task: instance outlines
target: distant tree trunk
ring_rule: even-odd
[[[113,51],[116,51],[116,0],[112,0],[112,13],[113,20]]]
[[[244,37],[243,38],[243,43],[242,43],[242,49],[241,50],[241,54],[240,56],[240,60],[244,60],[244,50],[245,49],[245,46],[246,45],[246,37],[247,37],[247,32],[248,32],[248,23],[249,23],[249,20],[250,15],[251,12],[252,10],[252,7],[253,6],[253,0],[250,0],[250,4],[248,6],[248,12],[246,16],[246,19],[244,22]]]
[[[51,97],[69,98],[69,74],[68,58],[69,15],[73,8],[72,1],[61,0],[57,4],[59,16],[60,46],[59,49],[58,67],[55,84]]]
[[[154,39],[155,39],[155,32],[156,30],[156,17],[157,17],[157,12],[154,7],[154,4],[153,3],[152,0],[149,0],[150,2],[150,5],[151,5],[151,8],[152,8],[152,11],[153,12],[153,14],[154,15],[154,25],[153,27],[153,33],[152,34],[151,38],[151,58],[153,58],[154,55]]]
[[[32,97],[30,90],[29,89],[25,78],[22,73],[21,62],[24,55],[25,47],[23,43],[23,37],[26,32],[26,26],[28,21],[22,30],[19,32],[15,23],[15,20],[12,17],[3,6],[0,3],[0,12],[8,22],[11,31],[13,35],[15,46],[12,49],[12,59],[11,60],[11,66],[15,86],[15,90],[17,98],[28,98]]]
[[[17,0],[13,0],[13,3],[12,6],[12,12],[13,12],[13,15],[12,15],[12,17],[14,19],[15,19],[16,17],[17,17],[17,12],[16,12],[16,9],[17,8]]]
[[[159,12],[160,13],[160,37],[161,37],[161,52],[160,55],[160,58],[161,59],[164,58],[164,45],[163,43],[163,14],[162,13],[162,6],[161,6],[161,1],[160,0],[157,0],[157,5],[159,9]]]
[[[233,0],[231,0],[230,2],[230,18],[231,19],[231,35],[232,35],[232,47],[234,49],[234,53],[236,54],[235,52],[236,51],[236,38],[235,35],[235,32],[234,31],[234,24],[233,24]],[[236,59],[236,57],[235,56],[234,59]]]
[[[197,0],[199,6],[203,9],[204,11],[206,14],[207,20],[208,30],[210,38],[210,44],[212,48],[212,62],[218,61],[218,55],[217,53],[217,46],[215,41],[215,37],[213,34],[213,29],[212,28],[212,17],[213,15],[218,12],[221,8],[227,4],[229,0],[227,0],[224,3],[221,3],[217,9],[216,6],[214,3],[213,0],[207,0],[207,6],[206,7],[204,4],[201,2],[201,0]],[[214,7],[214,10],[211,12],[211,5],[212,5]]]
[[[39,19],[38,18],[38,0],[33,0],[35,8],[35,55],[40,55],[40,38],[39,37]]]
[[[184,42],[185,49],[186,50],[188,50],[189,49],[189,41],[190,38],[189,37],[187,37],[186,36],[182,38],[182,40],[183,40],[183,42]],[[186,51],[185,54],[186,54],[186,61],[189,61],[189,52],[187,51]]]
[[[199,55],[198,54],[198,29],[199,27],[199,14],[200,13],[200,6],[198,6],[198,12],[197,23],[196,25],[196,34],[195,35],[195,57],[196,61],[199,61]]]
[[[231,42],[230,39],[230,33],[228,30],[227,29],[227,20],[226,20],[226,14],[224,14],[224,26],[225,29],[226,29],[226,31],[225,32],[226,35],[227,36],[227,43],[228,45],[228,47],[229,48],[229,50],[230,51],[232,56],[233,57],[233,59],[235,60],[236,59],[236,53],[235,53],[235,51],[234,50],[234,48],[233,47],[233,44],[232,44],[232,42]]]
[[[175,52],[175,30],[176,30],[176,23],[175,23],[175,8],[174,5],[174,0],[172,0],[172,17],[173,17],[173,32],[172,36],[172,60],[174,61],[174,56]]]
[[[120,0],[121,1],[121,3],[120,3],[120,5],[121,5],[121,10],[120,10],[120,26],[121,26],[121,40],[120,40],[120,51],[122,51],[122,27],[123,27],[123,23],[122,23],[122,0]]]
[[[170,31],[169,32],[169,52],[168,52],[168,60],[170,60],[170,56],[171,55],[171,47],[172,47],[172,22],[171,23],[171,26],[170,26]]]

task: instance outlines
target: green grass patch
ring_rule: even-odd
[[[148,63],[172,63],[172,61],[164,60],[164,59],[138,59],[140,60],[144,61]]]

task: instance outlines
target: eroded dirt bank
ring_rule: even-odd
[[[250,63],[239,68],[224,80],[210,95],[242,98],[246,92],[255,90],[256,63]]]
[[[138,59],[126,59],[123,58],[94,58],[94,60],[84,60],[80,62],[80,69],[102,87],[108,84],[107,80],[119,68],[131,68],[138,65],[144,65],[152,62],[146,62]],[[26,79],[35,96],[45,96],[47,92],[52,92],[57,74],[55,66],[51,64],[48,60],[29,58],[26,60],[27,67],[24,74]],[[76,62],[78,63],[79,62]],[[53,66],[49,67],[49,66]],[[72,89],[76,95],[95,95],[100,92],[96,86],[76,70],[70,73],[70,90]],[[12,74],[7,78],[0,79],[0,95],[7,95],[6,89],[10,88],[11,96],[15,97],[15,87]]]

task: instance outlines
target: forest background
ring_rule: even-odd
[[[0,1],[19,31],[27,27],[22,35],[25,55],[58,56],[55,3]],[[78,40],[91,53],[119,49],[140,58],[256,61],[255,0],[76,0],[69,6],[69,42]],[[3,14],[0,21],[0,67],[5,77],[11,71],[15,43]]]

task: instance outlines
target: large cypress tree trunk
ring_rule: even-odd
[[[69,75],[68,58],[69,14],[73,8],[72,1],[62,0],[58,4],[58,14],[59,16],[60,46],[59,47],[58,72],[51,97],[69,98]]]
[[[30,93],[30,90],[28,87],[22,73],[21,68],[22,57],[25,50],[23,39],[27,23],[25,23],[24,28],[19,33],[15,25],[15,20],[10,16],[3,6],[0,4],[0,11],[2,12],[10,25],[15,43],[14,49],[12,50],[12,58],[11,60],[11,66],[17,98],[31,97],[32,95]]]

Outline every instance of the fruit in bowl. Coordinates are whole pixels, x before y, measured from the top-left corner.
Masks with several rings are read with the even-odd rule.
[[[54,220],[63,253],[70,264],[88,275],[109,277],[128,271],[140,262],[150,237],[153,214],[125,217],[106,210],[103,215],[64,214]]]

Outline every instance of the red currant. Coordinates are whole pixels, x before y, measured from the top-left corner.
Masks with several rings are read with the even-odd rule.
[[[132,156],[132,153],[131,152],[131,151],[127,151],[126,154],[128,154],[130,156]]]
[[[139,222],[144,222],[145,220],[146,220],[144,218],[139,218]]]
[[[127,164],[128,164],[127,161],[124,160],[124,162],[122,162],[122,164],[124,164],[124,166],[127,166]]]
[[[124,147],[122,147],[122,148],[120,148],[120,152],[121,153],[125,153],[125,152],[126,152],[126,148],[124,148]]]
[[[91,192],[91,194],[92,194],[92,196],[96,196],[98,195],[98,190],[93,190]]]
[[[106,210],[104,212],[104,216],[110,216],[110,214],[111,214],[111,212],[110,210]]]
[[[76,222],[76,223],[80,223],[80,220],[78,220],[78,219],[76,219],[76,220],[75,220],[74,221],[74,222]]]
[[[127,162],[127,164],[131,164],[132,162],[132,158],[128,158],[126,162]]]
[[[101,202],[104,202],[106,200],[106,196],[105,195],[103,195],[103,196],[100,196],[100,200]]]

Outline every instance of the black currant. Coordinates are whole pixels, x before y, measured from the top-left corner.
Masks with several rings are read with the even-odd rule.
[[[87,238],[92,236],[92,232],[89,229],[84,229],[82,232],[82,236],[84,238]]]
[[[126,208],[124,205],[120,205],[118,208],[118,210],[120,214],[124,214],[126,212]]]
--------------------------------------------------
▸ **Task goal**: Repeat, character for character, the lines from the one that holds "Outline every instance of the black" to the final line of the material, inclusive, and no other lines.

▸ **Written answer**:
Outline every instance of the black currant. Coordinates are whole pixels, x before y, measured from the top-left corner.
Masks with several rings are read with the even-odd rule.
[[[87,238],[92,236],[92,232],[89,229],[84,229],[82,232],[82,236],[84,238]]]
[[[126,208],[124,205],[120,205],[118,208],[118,210],[120,214],[124,214],[126,212]]]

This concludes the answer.